* _Task to complete_
Below are records that should be duplicated exactly, with no image retained.

* _Exercise inputs_
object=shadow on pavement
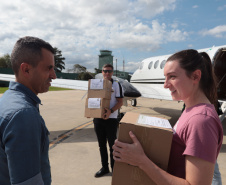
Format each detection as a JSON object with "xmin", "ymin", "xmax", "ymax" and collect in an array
[{"xmin": 49, "ymin": 127, "xmax": 97, "ymax": 144}]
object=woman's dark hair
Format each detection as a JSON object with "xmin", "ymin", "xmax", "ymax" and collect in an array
[{"xmin": 167, "ymin": 49, "xmax": 218, "ymax": 109}]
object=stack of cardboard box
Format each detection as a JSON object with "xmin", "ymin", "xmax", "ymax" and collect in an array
[
  {"xmin": 84, "ymin": 79, "xmax": 112, "ymax": 118},
  {"xmin": 112, "ymin": 112, "xmax": 173, "ymax": 185}
]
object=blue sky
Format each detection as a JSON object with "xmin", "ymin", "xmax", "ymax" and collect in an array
[{"xmin": 0, "ymin": 0, "xmax": 226, "ymax": 73}]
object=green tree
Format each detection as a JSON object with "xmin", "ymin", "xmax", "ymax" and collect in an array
[
  {"xmin": 0, "ymin": 58, "xmax": 7, "ymax": 68},
  {"xmin": 67, "ymin": 64, "xmax": 95, "ymax": 80},
  {"xmin": 94, "ymin": 68, "xmax": 102, "ymax": 74},
  {"xmin": 54, "ymin": 47, "xmax": 65, "ymax": 73},
  {"xmin": 0, "ymin": 54, "xmax": 11, "ymax": 68},
  {"xmin": 78, "ymin": 72, "xmax": 93, "ymax": 80},
  {"xmin": 73, "ymin": 64, "xmax": 87, "ymax": 73}
]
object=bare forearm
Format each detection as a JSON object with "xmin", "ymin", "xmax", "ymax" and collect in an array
[
  {"xmin": 139, "ymin": 156, "xmax": 189, "ymax": 185},
  {"xmin": 111, "ymin": 103, "xmax": 122, "ymax": 112},
  {"xmin": 111, "ymin": 99, "xmax": 123, "ymax": 112}
]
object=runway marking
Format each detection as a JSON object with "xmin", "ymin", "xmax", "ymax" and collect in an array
[
  {"xmin": 49, "ymin": 105, "xmax": 140, "ymax": 149},
  {"xmin": 49, "ymin": 121, "xmax": 93, "ymax": 149}
]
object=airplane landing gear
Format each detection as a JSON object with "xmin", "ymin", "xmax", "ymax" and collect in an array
[{"xmin": 131, "ymin": 99, "xmax": 137, "ymax": 107}]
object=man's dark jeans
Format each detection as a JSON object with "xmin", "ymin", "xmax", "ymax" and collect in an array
[{"xmin": 94, "ymin": 118, "xmax": 118, "ymax": 170}]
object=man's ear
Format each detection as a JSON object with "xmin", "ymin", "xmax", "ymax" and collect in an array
[
  {"xmin": 20, "ymin": 63, "xmax": 31, "ymax": 77},
  {"xmin": 192, "ymin": 69, "xmax": 201, "ymax": 83}
]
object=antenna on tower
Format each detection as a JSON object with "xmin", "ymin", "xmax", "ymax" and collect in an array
[
  {"xmin": 123, "ymin": 58, "xmax": 125, "ymax": 72},
  {"xmin": 116, "ymin": 58, "xmax": 117, "ymax": 77},
  {"xmin": 122, "ymin": 54, "xmax": 125, "ymax": 72}
]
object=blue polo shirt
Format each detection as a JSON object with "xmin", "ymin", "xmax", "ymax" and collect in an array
[{"xmin": 0, "ymin": 81, "xmax": 51, "ymax": 185}]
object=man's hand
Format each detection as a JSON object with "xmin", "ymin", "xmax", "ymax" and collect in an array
[{"xmin": 103, "ymin": 108, "xmax": 111, "ymax": 120}]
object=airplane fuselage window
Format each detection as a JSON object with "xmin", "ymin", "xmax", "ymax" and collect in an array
[
  {"xmin": 160, "ymin": 60, "xmax": 166, "ymax": 69},
  {"xmin": 154, "ymin": 60, "xmax": 159, "ymax": 69},
  {"xmin": 148, "ymin": 61, "xmax": 153, "ymax": 69}
]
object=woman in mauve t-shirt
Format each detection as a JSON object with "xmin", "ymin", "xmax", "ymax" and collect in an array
[{"xmin": 113, "ymin": 49, "xmax": 223, "ymax": 185}]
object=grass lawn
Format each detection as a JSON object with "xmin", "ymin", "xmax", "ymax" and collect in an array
[
  {"xmin": 0, "ymin": 87, "xmax": 8, "ymax": 94},
  {"xmin": 48, "ymin": 87, "xmax": 73, "ymax": 91},
  {"xmin": 0, "ymin": 86, "xmax": 72, "ymax": 94}
]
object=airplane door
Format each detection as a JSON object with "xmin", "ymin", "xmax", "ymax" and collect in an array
[{"xmin": 213, "ymin": 49, "xmax": 226, "ymax": 101}]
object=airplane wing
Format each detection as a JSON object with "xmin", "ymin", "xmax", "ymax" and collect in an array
[
  {"xmin": 51, "ymin": 78, "xmax": 88, "ymax": 90},
  {"xmin": 0, "ymin": 74, "xmax": 16, "ymax": 82},
  {"xmin": 0, "ymin": 73, "xmax": 88, "ymax": 90},
  {"xmin": 0, "ymin": 73, "xmax": 141, "ymax": 98},
  {"xmin": 131, "ymin": 83, "xmax": 172, "ymax": 100}
]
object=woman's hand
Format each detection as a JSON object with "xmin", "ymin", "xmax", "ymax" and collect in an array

* _Task solution_
object=shadow on pavement
Format each detection as a JSON object with "xmin", "ymin", "xmax", "ymax" and collect in an array
[{"xmin": 49, "ymin": 127, "xmax": 97, "ymax": 144}]
object=woman's dark hair
Format each detection as a JSON object with "xmin", "ymin", "xmax", "ymax" and collect in an array
[{"xmin": 167, "ymin": 49, "xmax": 218, "ymax": 109}]
object=stack of cardboard box
Format each detection as a JSON object with "xmin", "ymin", "xmax", "ymax" and collect in an array
[
  {"xmin": 84, "ymin": 79, "xmax": 112, "ymax": 118},
  {"xmin": 112, "ymin": 112, "xmax": 173, "ymax": 185}
]
object=blue sky
Format each detection as a JSON object with "xmin", "ymin", "xmax", "ymax" and collect in an array
[{"xmin": 0, "ymin": 0, "xmax": 226, "ymax": 73}]
object=green tree
Format each detection as a JSON object with "xmin", "ymin", "xmax", "ymax" and collect in an array
[
  {"xmin": 0, "ymin": 58, "xmax": 7, "ymax": 68},
  {"xmin": 67, "ymin": 64, "xmax": 95, "ymax": 80},
  {"xmin": 94, "ymin": 68, "xmax": 102, "ymax": 74},
  {"xmin": 54, "ymin": 47, "xmax": 65, "ymax": 73},
  {"xmin": 0, "ymin": 54, "xmax": 11, "ymax": 68},
  {"xmin": 78, "ymin": 72, "xmax": 93, "ymax": 80},
  {"xmin": 73, "ymin": 64, "xmax": 87, "ymax": 73}
]
object=bare forearm
Format each detection as a JSON object with "xmin", "ymin", "xmax", "ymax" and collect in an array
[
  {"xmin": 139, "ymin": 156, "xmax": 189, "ymax": 185},
  {"xmin": 111, "ymin": 103, "xmax": 122, "ymax": 112},
  {"xmin": 111, "ymin": 99, "xmax": 123, "ymax": 112}
]
object=runway marking
Format each detection as a JSON object with "xmin", "ymin", "xmax", "ymax" and collect in an array
[
  {"xmin": 49, "ymin": 105, "xmax": 140, "ymax": 149},
  {"xmin": 49, "ymin": 121, "xmax": 93, "ymax": 149}
]
object=airplane landing gear
Format each detection as a JSON object with "xmin", "ymin", "xmax", "ymax" and collect in an array
[{"xmin": 131, "ymin": 99, "xmax": 137, "ymax": 107}]
object=man's dark jeans
Format each detection as a JSON object with "xmin", "ymin", "xmax", "ymax" and collect in an array
[{"xmin": 94, "ymin": 118, "xmax": 118, "ymax": 170}]
object=man's ear
Format each detection as a JSON object with "xmin", "ymin", "xmax", "ymax" and collect in an array
[
  {"xmin": 20, "ymin": 63, "xmax": 31, "ymax": 77},
  {"xmin": 192, "ymin": 69, "xmax": 201, "ymax": 83}
]
object=antenna on tower
Format each detection as a JSON object with "xmin", "ymin", "xmax", "ymax" and collect in an array
[
  {"xmin": 123, "ymin": 58, "xmax": 125, "ymax": 72},
  {"xmin": 116, "ymin": 58, "xmax": 117, "ymax": 77},
  {"xmin": 122, "ymin": 54, "xmax": 125, "ymax": 72}
]
object=blue polo shirt
Format each detection as a JSON object with "xmin", "ymin", "xmax", "ymax" and collect in an array
[{"xmin": 0, "ymin": 81, "xmax": 51, "ymax": 185}]
object=man's hand
Format each detection as a JSON object with "xmin", "ymin", "xmax", "ymax" and collect in an array
[{"xmin": 103, "ymin": 108, "xmax": 111, "ymax": 120}]
object=airplane fuselage window
Format each detection as a JSON object with "xmin", "ymin", "xmax", "ymax" and collect in an array
[
  {"xmin": 160, "ymin": 60, "xmax": 166, "ymax": 69},
  {"xmin": 154, "ymin": 60, "xmax": 159, "ymax": 69},
  {"xmin": 148, "ymin": 61, "xmax": 153, "ymax": 69}
]
object=woman in mauve t-shirt
Format each detection as a JSON object with "xmin", "ymin", "xmax", "ymax" and collect in an array
[{"xmin": 113, "ymin": 49, "xmax": 223, "ymax": 185}]
object=grass lawn
Format each detection as a JSON object with "xmin", "ymin", "xmax", "ymax" and collect in an array
[
  {"xmin": 0, "ymin": 87, "xmax": 8, "ymax": 94},
  {"xmin": 48, "ymin": 87, "xmax": 73, "ymax": 91},
  {"xmin": 0, "ymin": 86, "xmax": 72, "ymax": 94}
]
object=airplane door
Format each detection as a JSON object with "xmin", "ymin", "xmax", "ymax" and collect in an array
[{"xmin": 213, "ymin": 49, "xmax": 226, "ymax": 101}]
object=airplane wing
Format each detection as a JSON object with "xmin", "ymin", "xmax", "ymax" and collect in an array
[
  {"xmin": 51, "ymin": 78, "xmax": 88, "ymax": 90},
  {"xmin": 0, "ymin": 74, "xmax": 16, "ymax": 82},
  {"xmin": 0, "ymin": 73, "xmax": 88, "ymax": 90},
  {"xmin": 0, "ymin": 73, "xmax": 141, "ymax": 98},
  {"xmin": 131, "ymin": 83, "xmax": 172, "ymax": 100}
]
object=woman's hand
Format each detection as a JSON object with "xmin", "ymin", "xmax", "ymax" and collect in an array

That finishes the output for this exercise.